### WHAT IS REQUIRED:
Pick out every line in the entries below that contains the word "please" and copy each one. Case counts.

### ENTRIES PROVIDED:

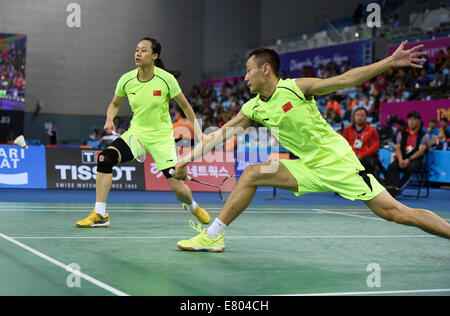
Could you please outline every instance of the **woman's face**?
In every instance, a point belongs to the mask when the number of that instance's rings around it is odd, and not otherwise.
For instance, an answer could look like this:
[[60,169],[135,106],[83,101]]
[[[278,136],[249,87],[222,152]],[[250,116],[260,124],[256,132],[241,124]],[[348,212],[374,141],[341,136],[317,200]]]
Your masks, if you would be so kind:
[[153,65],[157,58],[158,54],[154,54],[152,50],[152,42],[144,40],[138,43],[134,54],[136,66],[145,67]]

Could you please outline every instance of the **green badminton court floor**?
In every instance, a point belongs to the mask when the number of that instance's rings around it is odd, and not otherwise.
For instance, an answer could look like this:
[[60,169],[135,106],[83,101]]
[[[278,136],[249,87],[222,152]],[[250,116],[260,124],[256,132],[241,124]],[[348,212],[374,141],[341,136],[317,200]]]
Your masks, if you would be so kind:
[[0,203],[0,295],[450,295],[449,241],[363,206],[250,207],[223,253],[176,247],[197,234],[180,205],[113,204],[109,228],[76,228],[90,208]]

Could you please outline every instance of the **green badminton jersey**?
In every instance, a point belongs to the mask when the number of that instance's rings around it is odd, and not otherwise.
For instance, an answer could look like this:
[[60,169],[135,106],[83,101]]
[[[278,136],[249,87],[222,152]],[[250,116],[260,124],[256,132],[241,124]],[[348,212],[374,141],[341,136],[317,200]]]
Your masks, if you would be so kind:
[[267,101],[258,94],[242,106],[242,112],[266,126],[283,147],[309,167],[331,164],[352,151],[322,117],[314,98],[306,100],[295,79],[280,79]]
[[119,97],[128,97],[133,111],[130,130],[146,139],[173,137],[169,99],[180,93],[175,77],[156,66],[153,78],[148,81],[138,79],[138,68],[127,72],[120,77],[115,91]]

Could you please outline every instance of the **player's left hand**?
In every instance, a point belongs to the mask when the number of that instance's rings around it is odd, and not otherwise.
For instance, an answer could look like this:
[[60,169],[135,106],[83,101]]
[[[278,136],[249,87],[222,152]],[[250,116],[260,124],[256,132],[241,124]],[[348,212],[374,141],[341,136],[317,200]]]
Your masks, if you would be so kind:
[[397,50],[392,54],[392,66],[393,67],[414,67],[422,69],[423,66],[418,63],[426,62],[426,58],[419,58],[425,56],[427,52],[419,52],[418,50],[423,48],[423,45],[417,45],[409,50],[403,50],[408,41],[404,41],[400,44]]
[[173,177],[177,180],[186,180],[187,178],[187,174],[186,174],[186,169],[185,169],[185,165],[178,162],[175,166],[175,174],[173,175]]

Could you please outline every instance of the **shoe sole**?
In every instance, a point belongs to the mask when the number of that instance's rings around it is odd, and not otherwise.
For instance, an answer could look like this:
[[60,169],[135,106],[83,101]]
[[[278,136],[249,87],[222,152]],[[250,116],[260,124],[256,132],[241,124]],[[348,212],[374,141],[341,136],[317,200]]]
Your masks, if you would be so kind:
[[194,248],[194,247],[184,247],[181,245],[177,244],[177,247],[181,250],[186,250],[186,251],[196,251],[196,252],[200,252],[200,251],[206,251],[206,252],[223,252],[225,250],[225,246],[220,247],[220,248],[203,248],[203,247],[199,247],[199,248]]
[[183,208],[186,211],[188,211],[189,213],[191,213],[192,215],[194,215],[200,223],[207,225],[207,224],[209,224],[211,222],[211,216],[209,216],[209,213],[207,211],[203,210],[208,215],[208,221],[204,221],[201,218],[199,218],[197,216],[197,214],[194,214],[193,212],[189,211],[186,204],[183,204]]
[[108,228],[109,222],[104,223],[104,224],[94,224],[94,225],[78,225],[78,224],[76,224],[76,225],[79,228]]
--
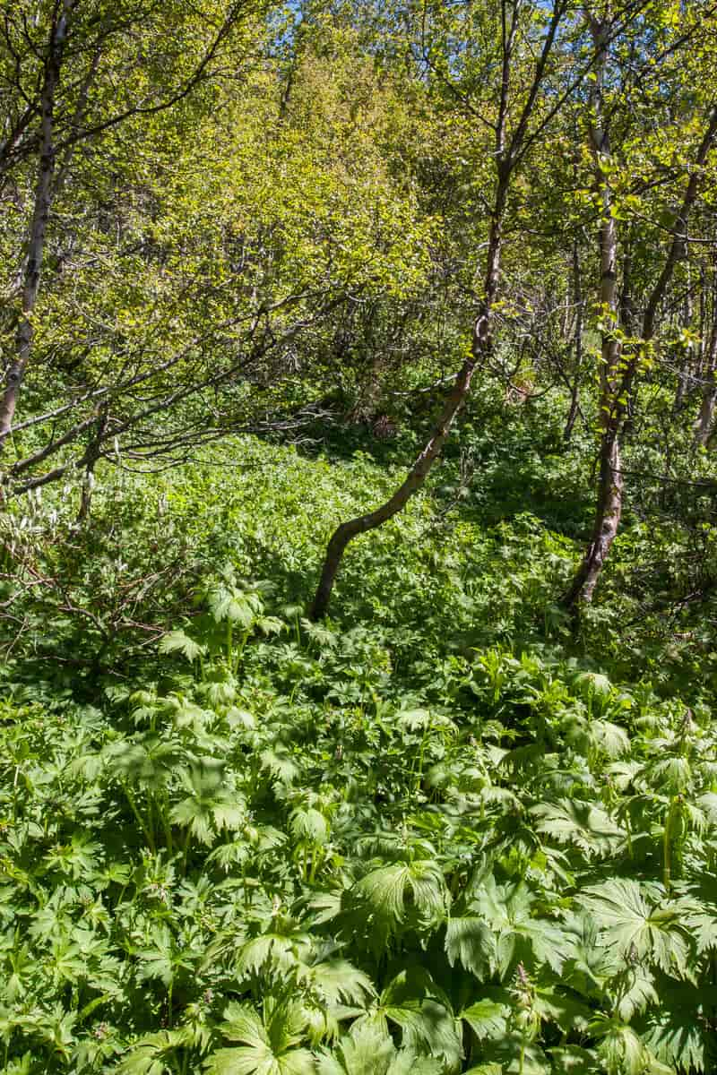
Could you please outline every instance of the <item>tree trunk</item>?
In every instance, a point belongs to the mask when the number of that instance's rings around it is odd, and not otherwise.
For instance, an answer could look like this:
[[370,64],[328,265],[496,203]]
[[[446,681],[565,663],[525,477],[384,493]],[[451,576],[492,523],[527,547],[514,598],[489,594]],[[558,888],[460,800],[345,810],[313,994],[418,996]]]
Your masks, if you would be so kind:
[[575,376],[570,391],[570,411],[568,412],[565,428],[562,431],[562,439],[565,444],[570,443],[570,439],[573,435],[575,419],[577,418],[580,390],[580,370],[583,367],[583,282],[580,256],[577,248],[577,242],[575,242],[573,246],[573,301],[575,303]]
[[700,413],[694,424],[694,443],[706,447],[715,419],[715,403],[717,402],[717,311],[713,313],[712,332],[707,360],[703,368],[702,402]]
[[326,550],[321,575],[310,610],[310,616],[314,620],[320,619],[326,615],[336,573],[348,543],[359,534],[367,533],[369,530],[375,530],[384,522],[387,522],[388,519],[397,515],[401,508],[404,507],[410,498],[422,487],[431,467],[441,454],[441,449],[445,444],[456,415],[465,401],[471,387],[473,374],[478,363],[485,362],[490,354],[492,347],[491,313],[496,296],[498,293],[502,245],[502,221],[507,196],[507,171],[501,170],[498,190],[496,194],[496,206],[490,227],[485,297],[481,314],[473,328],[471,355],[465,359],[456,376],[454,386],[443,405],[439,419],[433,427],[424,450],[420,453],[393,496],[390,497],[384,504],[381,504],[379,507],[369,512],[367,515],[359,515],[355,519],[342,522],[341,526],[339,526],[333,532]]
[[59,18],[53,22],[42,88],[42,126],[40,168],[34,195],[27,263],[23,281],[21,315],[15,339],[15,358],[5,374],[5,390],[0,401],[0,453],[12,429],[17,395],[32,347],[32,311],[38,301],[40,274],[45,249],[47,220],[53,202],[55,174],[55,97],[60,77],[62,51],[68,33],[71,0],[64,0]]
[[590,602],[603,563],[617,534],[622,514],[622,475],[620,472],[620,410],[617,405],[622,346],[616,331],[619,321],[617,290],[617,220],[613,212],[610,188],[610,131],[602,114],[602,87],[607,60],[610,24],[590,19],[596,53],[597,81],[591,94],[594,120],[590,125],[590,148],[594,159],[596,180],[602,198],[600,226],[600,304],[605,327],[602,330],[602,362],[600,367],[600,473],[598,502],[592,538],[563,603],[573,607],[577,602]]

### TASK RESPONSE:
Could you please outline every instance of the **woman's face**?
Could you please outline every instance of the **green badminton court floor**?
Could you please outline every instance of the **green badminton jersey**?
Could you please outline every instance of the **player's left hand**?
Could you please outline every instance of the **shoe sole**?
Could you please outline every instance of the <item>tree trunk</item>?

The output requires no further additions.